■ **Yapılacaklar**:
1. Seçilen bölümde bir roman ya da hikâye için vazgeçilmez olarak anılan unsurlar hangileridir? Hepsini sıralayın.
2. Seçilen bölümde "Karakterler ve olaylar…" ile başlayıp "çalışın. Hazır mısınız?" ile biten kısmı hiç değiştirmeden yazın.

■ **Seçilen bölüm**:
>>>

Karakterler ve olaylar… Her roman ve hikayenin en önemli iki unsuru. Bu nedenledir ki karakterlerin ve olayların kuruluşuna göre bir edebi yapıta bağlanırız ya da bağlanmayız. Türk ve dünya edebiyatından birçok yazar geçti. Akılda kalanlar, şüphesiz ki bu iki unsur arasında muhteşem bir uyum yakalamayı başardı. Karakterler ve olayların öneminden bahsediyorum da mekan ve zaman olmadan da olmuyor. Öyle ki muhteşem bir mekan kurgusuna sahip bir romanın detaylarını unutmak ne mümkün! Hadi gelin sizinle bir oyun oynayalım. Ben size karakterlerden ve olaylardan bahsedeyim, siz kitabın ismini bulmaya çalışın. Hazır mısınız?

<<<

■ **Sağlanan veriler**:
>>>

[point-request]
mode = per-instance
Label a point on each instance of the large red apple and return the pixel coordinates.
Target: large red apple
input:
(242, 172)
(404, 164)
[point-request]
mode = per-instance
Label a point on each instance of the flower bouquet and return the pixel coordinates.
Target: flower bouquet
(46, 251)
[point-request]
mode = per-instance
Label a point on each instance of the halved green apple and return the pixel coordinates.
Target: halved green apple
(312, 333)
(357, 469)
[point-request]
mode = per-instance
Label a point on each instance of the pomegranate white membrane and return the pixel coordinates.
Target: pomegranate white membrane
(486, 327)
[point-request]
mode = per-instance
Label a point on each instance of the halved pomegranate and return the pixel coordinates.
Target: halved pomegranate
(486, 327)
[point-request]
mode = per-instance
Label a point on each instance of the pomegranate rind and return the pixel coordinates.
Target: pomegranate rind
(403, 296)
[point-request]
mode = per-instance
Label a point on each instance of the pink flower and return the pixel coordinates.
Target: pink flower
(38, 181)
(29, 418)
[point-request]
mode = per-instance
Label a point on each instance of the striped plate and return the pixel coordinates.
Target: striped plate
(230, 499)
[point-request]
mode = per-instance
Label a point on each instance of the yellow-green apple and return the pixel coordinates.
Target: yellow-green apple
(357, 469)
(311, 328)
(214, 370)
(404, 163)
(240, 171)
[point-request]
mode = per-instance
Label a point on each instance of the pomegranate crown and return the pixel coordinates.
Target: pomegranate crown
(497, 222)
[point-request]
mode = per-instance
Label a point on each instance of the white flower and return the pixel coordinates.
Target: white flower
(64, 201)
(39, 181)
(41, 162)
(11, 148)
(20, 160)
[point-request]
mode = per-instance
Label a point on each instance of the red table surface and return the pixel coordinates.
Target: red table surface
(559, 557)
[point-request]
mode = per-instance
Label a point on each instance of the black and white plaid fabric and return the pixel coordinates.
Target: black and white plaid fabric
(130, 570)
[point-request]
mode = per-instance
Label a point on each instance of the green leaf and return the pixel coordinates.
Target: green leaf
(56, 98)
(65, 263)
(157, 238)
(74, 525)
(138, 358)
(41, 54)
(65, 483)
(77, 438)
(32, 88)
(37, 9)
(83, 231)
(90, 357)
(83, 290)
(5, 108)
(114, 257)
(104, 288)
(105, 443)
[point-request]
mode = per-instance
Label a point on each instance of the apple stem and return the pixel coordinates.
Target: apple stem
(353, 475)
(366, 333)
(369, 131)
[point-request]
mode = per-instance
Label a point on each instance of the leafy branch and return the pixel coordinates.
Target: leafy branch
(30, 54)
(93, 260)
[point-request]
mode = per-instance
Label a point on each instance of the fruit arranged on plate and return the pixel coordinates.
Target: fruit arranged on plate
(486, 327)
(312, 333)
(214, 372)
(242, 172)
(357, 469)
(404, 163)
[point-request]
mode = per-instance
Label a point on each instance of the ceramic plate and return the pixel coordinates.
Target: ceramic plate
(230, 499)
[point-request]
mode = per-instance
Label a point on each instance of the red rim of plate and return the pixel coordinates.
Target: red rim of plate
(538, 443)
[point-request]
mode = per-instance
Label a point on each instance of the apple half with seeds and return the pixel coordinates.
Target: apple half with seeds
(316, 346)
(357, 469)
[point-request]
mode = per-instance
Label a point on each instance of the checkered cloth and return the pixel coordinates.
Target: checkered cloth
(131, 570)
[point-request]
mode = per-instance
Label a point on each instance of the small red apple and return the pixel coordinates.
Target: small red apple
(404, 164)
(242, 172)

<<<

■ **Sırayla yanıtlar**:
1. Karakterler, olaylar, mekan, zaman

2.
Karakterler ve olaylar… Her roman ve hikayenin en önemli iki unsuru. Bu nedenledir ki karakterlerin ve olayların kuruluşuna göre bir edebi yapıta bağlanırız ya da bağlanmayız. Türk ve dünya edebiyatından birçok yazar geçti. Akılda kalanlar, şüphesiz ki bu iki unsur arasında muhteşem bir uyum yakalamayı başardı. Karakterler ve olayların öneminden bahsediyorum da mekan ve zaman olmadan da olmuyor. Öyle ki muhteşem bir mekan kurgusuna sahip bir romanın detaylarını unutmak ne mümkün! Hadi gelin sizinle bir oyun oynayalım. Ben size karakterlerden ve olaylardan bahsedeyim, siz kitabın ismini bulmaya çalışın. Hazır mısınız?